= Task requirements =
Reproduce the material below word for word, beginning at its first line and stopping after the line that contains "70 L 37 102".

Start of Task data

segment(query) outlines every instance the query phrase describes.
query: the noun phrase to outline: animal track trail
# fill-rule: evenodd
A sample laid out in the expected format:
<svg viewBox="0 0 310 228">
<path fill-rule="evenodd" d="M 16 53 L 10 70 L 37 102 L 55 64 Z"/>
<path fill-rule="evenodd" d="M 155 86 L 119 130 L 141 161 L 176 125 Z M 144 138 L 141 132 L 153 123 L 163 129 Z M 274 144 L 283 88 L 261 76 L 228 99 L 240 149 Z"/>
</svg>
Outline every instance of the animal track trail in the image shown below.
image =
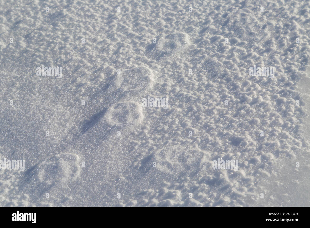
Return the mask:
<svg viewBox="0 0 310 228">
<path fill-rule="evenodd" d="M 137 102 L 120 102 L 109 108 L 103 118 L 110 125 L 135 126 L 141 123 L 144 118 L 142 110 L 142 106 Z"/>
<path fill-rule="evenodd" d="M 150 51 L 147 55 L 151 59 L 155 59 L 160 62 L 174 60 L 176 56 L 182 56 L 190 48 L 195 46 L 191 44 L 188 35 L 183 32 L 175 33 L 159 39 L 157 43 L 149 47 Z"/>
<path fill-rule="evenodd" d="M 33 177 L 45 186 L 74 181 L 80 176 L 79 160 L 76 154 L 57 154 L 39 163 L 33 171 Z"/>
</svg>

End of Task data

= Result for this task =
segment(query) outlines every instance the query phrase describes.
query: the noun phrase to outline: animal track trail
# fill-rule: evenodd
A sample laid out in the expected format:
<svg viewBox="0 0 310 228">
<path fill-rule="evenodd" d="M 16 53 L 10 70 L 37 102 L 55 64 Z"/>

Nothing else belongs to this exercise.